Aim of the exercise → Omitting the pictures, restate all of the entries below exactly.

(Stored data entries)
▼
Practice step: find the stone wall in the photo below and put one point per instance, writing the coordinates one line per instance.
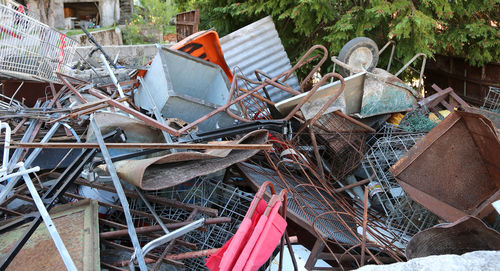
(103, 37)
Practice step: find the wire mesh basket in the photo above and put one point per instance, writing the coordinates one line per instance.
(204, 192)
(31, 50)
(403, 215)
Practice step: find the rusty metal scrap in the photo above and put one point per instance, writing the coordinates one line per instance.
(454, 171)
(360, 188)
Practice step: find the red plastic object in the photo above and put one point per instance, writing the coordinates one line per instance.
(256, 238)
(265, 237)
(226, 256)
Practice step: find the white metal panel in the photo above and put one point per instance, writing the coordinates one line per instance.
(258, 46)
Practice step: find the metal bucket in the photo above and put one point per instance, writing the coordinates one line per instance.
(187, 88)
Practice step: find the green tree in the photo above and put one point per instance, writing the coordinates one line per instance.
(149, 18)
(451, 27)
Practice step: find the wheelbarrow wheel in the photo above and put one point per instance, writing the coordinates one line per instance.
(360, 52)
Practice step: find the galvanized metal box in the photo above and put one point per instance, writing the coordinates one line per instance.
(185, 87)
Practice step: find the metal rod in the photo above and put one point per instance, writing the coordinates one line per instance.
(27, 163)
(59, 145)
(152, 210)
(147, 229)
(68, 262)
(121, 194)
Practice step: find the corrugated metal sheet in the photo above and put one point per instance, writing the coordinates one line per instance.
(258, 46)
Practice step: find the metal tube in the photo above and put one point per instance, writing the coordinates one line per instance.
(121, 194)
(68, 262)
(148, 229)
(27, 163)
(197, 146)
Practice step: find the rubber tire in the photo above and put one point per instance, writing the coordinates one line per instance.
(346, 52)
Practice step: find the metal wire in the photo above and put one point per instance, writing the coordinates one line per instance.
(333, 218)
(31, 50)
(204, 192)
(404, 217)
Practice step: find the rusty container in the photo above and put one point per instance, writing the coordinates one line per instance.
(455, 170)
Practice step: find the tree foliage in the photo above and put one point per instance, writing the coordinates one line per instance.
(462, 28)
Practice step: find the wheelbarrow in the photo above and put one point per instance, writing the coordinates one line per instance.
(369, 91)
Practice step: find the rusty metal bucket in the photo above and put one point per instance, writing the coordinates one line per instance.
(455, 170)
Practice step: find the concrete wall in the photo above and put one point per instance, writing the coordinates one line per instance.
(132, 55)
(103, 37)
(109, 10)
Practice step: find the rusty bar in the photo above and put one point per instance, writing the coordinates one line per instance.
(192, 254)
(72, 88)
(19, 125)
(125, 248)
(152, 198)
(146, 229)
(194, 146)
(112, 267)
(349, 186)
(365, 222)
(121, 226)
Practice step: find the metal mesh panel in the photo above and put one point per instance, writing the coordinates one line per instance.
(204, 192)
(403, 215)
(30, 50)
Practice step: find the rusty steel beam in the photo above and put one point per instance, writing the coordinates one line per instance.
(152, 198)
(147, 229)
(149, 255)
(191, 254)
(126, 109)
(194, 146)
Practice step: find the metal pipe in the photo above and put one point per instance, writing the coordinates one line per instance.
(51, 228)
(121, 194)
(148, 229)
(197, 146)
(27, 163)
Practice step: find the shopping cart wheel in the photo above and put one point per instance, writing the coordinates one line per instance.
(360, 52)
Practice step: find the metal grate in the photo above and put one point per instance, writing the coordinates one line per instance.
(404, 217)
(30, 50)
(204, 192)
(492, 100)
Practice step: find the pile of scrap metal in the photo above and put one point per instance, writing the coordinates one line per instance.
(167, 167)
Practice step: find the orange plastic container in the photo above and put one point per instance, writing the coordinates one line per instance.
▲
Result of the task →
Practice step: find the stone wall in the photo below and put one point per instance, writing the coordinates one line per instance.
(103, 37)
Practice step: find the wire mesh basket in the photo above and put one point per instance, writing the coordinates one line per instance.
(204, 192)
(31, 50)
(403, 215)
Practice step: find the rusty metal scrap in the photo above and put one point per instance, writing the coordinates one line per instance.
(454, 171)
(360, 188)
Practice step: find the red plastic object in the photo above and put one point per instance, writing the coordinates one line per instance.
(256, 238)
(265, 237)
(226, 256)
Practice step: find the white metal panel in the photo above and put one point per instance, writing the coordinates one line per instance.
(258, 46)
Practice step: find the metal bucket in the photo above and put one point per instance, writing the coordinates one line per instance.
(187, 88)
Practice step: find the green tree in the photo above and put one point per instance, writing the coordinates one line per instance.
(149, 18)
(451, 27)
Practice step: find the wheelbarrow wheel in the photo above and put one point per instance, writing the coordinates one line per instance.
(360, 52)
Practice step: find the galvanized metal box in the photo above and put one point per instance, writing the coordinates one line per instance.
(185, 87)
Practice step: find the metal rod in the photo above and put one point per instance, writing the coordinates one line per instance.
(27, 163)
(59, 145)
(152, 210)
(147, 229)
(68, 262)
(121, 194)
Practice step: find the corrugated metal sheet in the photo above and put one point per instance, writing the coordinates one line per instance.
(258, 46)
Practice step: find the metal tube in the photo above and put one point per instance, writing the coordinates one line per instance.
(121, 194)
(68, 262)
(148, 229)
(27, 163)
(197, 146)
Practice step: find the rubber tire in the photo above and put one point per instance, writing the coordinates one line per instance.
(346, 52)
Practice step: find the metal wire in the photo above and put one point per instance, writing the coordinates one line per instance.
(333, 218)
(31, 50)
(204, 192)
(404, 217)
Practice step: find the rusty container in the photo above and put one point per instance, writing the coordinates one line per instance.
(455, 170)
Practice step: find the tree foliage in the photo above and put one point per instance, writing the coordinates one line per instance.
(462, 28)
Practice step: find the wheelbarrow in the photo above and put one point per instance, writing the coordinates one line per instance.
(369, 91)
Practice step: find the rusty metal bucket in the photo above and put one point per instance, writing the coordinates one line per instance.
(455, 170)
Practice step: find the concrete wall in the photo above and put one point per instance, writing the coordinates one line per instance.
(132, 55)
(103, 37)
(109, 10)
Practice step: find the rusty bar in the photo above and put one point per instance, writing the coordinates one line per instance.
(192, 254)
(72, 88)
(19, 125)
(125, 248)
(152, 198)
(146, 229)
(194, 146)
(112, 267)
(349, 186)
(365, 222)
(121, 226)
Practice step: find the metal mesh panel in the photo above and put one point per instance, writing the coordinates one line per instance.
(204, 192)
(403, 215)
(30, 50)
Practice step: find the rusty steel beam in the photo above and put one point per instance, writing the coordinates one line per instance.
(152, 198)
(147, 229)
(149, 255)
(191, 254)
(126, 109)
(194, 146)
Practice step: find the metal pipe in the photo above and put one point per instance, writing the coordinates one line per instance.
(51, 228)
(121, 194)
(148, 229)
(197, 146)
(27, 163)
Practice step: find the shopping cart wheel in the photo above and put one point per instance, writing the coordinates one line per instance.
(360, 52)
Practice step: find the metal grate in the photo above and put one point per instance, writing the coordinates one line per instance.
(404, 217)
(30, 50)
(204, 192)
(492, 100)
Practice step: find the pile of scrap metal in the photo above and put one point per instance, writing the coordinates one line per instance.
(167, 167)
Practice step: find the orange plastic container in the photo above and put one point per instance, writing the coordinates one line per instance.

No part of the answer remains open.